■ Fragmento para leer:
+ + + + +
Más de 20 millones de habitantes confluyen en el trepidante Distrito Federal y su zona metropolitana.

Hay personajes históricos que ostentan el honor de rotular con su nombre no una, ni dos, sino... 178 calles de la ciudad de México. Es el caso del presidente Venustiano Carranza. Lo contó el escritor Juan Villoro en un artículo sobre las dificultades de orientarse en esta ciudad inconmensurable: "Aquí el GPS es lo mismo que el canto de las sirenas para Ulises, una agradable tentación que lleva a la locura".
+ + + + +
■ Datos proporcionados:
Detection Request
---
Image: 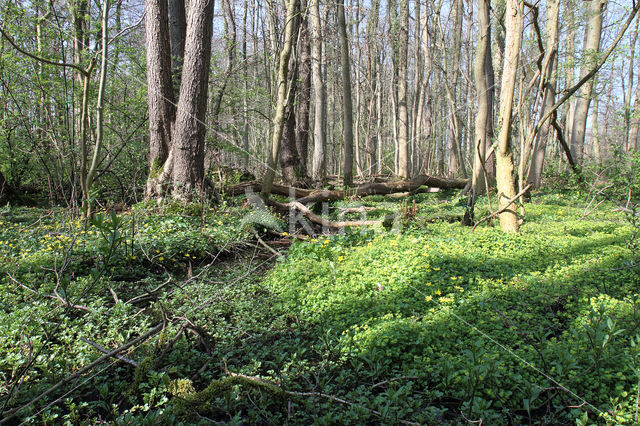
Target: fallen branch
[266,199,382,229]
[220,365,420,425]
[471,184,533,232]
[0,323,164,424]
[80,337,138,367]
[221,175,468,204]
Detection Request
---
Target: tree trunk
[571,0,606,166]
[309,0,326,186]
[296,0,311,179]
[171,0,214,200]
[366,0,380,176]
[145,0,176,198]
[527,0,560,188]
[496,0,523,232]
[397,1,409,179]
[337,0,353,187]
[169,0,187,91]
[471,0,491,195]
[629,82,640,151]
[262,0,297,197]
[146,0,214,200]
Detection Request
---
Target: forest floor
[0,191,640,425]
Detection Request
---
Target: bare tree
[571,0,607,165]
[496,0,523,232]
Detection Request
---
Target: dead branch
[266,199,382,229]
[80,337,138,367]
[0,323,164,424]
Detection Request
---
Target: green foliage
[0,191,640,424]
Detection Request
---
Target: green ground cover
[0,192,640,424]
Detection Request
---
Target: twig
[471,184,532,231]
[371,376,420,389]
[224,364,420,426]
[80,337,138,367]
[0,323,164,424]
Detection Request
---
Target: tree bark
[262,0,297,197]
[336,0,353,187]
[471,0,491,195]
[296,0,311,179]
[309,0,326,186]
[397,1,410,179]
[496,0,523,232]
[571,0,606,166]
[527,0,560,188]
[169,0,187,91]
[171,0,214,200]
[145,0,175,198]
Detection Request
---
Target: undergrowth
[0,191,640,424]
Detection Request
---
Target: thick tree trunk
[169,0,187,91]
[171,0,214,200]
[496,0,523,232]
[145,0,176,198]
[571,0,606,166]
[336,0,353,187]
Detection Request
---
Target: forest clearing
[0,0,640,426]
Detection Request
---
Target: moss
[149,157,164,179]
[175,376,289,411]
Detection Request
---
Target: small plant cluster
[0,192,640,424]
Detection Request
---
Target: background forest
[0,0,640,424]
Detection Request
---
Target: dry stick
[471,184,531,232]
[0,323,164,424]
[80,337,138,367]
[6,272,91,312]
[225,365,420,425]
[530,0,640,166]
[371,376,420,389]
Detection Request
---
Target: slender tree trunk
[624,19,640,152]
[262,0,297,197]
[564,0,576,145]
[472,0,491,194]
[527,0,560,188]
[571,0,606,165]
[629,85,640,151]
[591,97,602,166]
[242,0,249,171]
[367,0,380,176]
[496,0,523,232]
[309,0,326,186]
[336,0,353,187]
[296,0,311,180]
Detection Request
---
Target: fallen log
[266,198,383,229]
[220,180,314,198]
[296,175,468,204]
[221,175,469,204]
+ + + + +
■ Trabajo solicitado: Transcribe íntegro el fragmento sobre la Ciudad de México, sin alterar ninguna palabra ni signo.

■ Respuesta:
Más de 20 millones de habitantes confluyen en el trepidante Distrito Federal y su zona metropolitana.

Hay personajes históricos que ostentan el honor de rotular con su nombre no una, ni dos, sino... 178 calles de la ciudad de México. Es el caso del presidente Venustiano Carranza. Lo contó el escritor Juan Villoro en un artículo sobre las dificultades de orientarse en esta ciudad inconmensurable: "Aquí el GPS es lo mismo que el canto de las sirenas para Ulises, una agradable tentación que lleva a la locura".